Please repeat each line of the data exactly, with nothing left out.

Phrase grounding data
______

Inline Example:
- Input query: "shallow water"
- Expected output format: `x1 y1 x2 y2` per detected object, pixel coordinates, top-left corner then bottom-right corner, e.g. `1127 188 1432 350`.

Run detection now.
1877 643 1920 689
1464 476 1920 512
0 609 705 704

______

* **RESPONSE AREA**:
Inline Example:
- Input query: "shallow water"
- Expected output format: `x1 y1 x2 y2` per detected object, pixel coordinates, top-left corner then bottom-right corner, e.g. `1127 188 1432 350`.

Run detection now.
1877 643 1920 689
1464 476 1920 512
0 609 705 704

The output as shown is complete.